● **INSTRUCTIONS FOR THE TASK**
Put the entries below into a Markdown table with the columns Row and Line. Number each line in Row, and leave out blank lines.

● **SUPPLIED DATA**
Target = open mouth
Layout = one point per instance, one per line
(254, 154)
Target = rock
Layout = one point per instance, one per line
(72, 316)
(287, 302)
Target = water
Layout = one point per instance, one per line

● **CORRECT ANSWER**
| Row | Line |
|---|---|
| 1 | Target = open mouth |
| 2 | Layout = one point per instance, one per line |
| 3 | (254, 154) |
| 4 | Target = rock |
| 5 | Layout = one point per instance, one per line |
| 6 | (72, 316) |
| 7 | (287, 302) |
| 8 | Target = water |
| 9 | Layout = one point per instance, one per line |